### OBJETIVO DE LA TAREA
Continúa el artículo sobre los abogados de estrado en los procesos penales a partir de su última oración.

### FRAGMENTO DEL DOCUMENTO

--------------------------------

Otro procedimiento, ¿otro resultado?

Otro procedimiento, ¿otro resultado?

CARMEN IMBERT BRUGAL
Todavía los relatos de aquellas peripecias forenses se repiten. Los procesos penales despertaban interés. El público asistía a las audiencias y permanecía atento, disfrutaba de maratónicas jornadas y apostaba a quien mejor expusiera. Teatrales, hiperbólicos, farfulleros, hubo generaciones de abogados que forjaron su fama en el batallar de estrado.

Sus triquiñuelas, conocidas en el entorno judicial, provocaban admiración, más que censura. Las diligencias previas a la vista de la causa, eran grotescas. Tenaz y sórdida la lucha para obtener documentos, alterar pruebas, adiestrar testigos, desaparecer expedientes, distraer secretarias y prebostes, alguaciles y servidores públicos. «El embrujador dominio de la palabra» que menciona Enrico Ferri en sus «Defensas Penales» era el arma preferida. Se trataba de impresionar al juez, intervenir su íntima convicción.

El verbo, la construcción del discurso, superaban el efecto de la investigación, de la providencia calificativa. Los indicios, confesiones, testimonios, peritajes, eran sepultados con cada frase estrambótica, con cualquier flexión de la voz, con elucubraciones políticas, literarias, religiosas, con alguna evocación triste para lograr conmiseración y beneficiar al cliente.

 La mágica verborrea convertía al asesino en víctima, al ladrón en un personaje de Víctor Hugo, al estafador en un atolondrado malandrín, necesitado de ayuda. Elaboraban hipótesis fantásticas, inventaban heroísmos, persecuciones risibles, pero efectivas. Amparados en la inmunidad que proporciona el tribunal, las honras rodaban por el suelo, las imputaciones injuriosas y soeces, estremecían salas y pasillos y tropezaban con las papeletas, la extorsión, las furtivas visitas domiciliarias para entrega de modelos de fallos o para amedrentar.

--------------------------------

### DATOS
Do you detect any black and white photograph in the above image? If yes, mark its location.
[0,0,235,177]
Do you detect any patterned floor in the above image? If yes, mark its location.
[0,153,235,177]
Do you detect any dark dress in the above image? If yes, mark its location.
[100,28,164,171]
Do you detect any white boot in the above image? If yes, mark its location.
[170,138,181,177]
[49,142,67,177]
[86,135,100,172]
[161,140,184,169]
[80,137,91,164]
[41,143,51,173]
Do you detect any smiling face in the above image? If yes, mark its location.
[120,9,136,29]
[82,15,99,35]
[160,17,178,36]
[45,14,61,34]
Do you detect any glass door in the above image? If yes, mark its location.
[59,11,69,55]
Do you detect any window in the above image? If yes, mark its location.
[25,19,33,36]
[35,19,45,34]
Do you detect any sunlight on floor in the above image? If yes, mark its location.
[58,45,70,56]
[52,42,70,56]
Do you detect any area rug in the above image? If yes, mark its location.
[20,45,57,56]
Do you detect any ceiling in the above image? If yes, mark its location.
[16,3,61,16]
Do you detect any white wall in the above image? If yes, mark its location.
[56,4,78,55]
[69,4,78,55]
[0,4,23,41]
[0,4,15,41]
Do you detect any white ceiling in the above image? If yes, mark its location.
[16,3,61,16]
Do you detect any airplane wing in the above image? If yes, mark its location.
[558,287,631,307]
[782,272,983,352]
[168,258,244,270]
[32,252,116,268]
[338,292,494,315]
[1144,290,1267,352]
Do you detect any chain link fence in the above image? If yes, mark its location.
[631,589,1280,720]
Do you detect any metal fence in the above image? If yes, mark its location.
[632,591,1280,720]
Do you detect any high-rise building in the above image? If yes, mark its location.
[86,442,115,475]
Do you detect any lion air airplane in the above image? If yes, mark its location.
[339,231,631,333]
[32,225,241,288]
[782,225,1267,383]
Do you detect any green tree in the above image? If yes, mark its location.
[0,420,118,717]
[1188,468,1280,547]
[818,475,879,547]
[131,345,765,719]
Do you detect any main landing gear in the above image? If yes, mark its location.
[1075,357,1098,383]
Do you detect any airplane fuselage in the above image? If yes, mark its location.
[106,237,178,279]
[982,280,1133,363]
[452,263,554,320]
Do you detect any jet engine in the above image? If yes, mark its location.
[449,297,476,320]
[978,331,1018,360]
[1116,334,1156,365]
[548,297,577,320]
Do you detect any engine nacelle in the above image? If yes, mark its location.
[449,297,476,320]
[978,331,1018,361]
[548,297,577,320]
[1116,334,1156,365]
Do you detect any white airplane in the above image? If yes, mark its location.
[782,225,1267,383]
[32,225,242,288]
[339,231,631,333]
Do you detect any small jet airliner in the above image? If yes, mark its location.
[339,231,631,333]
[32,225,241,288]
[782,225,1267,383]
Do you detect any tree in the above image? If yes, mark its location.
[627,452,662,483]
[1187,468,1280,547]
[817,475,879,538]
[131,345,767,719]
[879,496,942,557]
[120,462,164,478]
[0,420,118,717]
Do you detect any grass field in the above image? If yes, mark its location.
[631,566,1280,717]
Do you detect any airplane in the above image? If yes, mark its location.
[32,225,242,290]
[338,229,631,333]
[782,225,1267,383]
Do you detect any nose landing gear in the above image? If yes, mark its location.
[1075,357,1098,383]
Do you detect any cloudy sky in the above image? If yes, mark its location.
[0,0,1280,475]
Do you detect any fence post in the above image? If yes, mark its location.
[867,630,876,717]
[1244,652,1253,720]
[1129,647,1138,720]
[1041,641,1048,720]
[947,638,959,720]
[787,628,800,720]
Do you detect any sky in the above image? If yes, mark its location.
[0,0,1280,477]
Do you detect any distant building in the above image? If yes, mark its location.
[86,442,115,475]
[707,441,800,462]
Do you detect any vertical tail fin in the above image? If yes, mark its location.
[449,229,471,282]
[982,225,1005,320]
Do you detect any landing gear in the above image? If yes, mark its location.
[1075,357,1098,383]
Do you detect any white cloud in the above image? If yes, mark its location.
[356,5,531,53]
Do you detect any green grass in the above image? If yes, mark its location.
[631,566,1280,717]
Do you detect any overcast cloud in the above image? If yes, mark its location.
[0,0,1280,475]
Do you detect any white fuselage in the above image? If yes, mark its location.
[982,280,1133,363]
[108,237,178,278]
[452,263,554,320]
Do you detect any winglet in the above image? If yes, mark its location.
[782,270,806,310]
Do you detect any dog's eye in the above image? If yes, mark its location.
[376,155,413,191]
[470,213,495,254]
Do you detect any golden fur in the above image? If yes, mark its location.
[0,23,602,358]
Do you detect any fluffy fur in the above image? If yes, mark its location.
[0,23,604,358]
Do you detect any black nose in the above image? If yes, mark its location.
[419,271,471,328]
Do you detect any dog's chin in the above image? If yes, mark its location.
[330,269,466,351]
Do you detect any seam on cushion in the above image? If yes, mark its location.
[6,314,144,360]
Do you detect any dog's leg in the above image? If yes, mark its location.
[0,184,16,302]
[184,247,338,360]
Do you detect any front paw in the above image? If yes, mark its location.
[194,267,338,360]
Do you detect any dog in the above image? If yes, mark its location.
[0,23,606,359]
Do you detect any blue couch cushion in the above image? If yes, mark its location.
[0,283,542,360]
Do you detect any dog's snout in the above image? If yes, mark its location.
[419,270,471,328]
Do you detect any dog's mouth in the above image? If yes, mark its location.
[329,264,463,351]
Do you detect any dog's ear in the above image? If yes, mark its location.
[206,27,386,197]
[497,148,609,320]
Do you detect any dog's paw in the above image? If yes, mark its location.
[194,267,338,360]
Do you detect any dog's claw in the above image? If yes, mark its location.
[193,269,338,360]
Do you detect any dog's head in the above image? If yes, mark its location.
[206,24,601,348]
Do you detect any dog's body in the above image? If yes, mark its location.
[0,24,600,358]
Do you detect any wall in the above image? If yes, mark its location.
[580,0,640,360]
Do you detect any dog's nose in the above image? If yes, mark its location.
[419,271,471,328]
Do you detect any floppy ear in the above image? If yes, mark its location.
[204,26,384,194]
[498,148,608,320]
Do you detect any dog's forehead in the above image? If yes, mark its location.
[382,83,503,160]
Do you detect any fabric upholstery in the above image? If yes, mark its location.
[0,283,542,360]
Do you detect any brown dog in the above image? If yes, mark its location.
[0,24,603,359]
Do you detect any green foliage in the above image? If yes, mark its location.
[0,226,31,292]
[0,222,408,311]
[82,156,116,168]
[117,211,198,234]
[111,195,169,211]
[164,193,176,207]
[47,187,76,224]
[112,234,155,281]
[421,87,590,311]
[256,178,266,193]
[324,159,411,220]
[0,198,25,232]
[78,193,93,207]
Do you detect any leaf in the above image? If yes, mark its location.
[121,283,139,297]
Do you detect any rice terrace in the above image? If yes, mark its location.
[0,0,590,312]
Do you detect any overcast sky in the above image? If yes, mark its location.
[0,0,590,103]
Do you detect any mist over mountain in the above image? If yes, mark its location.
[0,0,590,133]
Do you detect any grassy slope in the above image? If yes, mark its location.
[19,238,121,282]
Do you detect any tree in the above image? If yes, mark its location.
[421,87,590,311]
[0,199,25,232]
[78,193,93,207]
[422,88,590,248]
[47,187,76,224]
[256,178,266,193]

--------------------------------

### RESPUESTA
La academia de los años 70 acogía, en las Escuelas de Derecho, el alarde oratorio. Los estudiantes de la Universidad pública y de las privadas, apreciaban la locuacidad de algunos reputados togados, sin reparar en sus aptitudes pedagógicas ni en su conducta profesional. Textos clásicos eran devorados, tratando de buscar la clave del buen proceder en estrado.

La palabra debía convencer, a contrapelo de las pruebas que, tarde o temprano, serían demolidas con el artilugio de la elocuencia, aunque el discurso fuera mendaz y rocambolesco. La mayoría de los integrantes del poder judicial contemporáneo, no compartió con ellos y algunos no comprenden la naturaleza y el objetivo de esos despliegues verbales, de las estratagemas pérfidas, utilizadas en procura de un veredicto favorable.

Famosa fue la práctica de un sagaz licenciado que, en el fragor de los debates penales, citaba, con donaire y convicción, decisiones inexistentes de las cortes francesas para avalar teorías malhadadas. Mencionaba párrafos que jamás encontraría el juez o el fiscal, recreaba citas y novedades científicas, con el padrinazgo de su imaginación. Muchos abusaban de la paciencia del juez, intuían el aburrimiento pero pretendían ganar con el asentimiento del público y, contraviniendo las recomendaciones de Ángel Osorio, en «El alma de la toga», extendían sus defensas hasta el cansancio.

La vigencia del controversial Código Procesal Penal, con sus sombras y luces, afecta, de manera contundente, el estilo mencionado. La nueva normativa privilegia la prueba, sin concesiones. Las credenciales de los noveles magistrados no están sustentadas en subjetividades. Más cerca del buen pensar que del buen decir, sus resoluciones dependen de pruebas, no de sentimientos. El florilegio, la especulación, la intimidación, el movimiento escénico de defensores y acusadores, valen para el espectáculo, la sentencia obedece al rigor. La lógica, el razonamiento, deben primar en el juzgamiento.

¿Significa acaso que los jueces están a salvo o que en el país existe un poder judicial idóneo? Absolutamente no. Nuevas situaciones acarrean nuevos riesgos. La labilidad humana siempre será una variable decisiva. El miedo, la incompetencia, la ambición, las señales distorsionadas, provenientes de los demás poderes del Estado y de los poderes fácticos, inciden en la soberanía judicial. La genuflexión de las jerarquías, sus compromisos espurios, influyen, de modo irrevocable, en la independencia y aspiración institucional de instancias judiciales subordinadas.

El código procesal penal, exige y pauta, un procedimiento distinto, con protagonistas veteranos y principiantes, interesados en honrar la carrera judicial. Empero, la novedad procesal no garantiza resultados diferentes. El peligro acecha. La transformación no ocurre de inmediato. Normas nuevas con vicios viejos, puede ser una combinación funesta y frustrante. El apego a la ley, aquí es utopía. Sólo el intento de acatarla, es una proeza inquietante. Incomoda.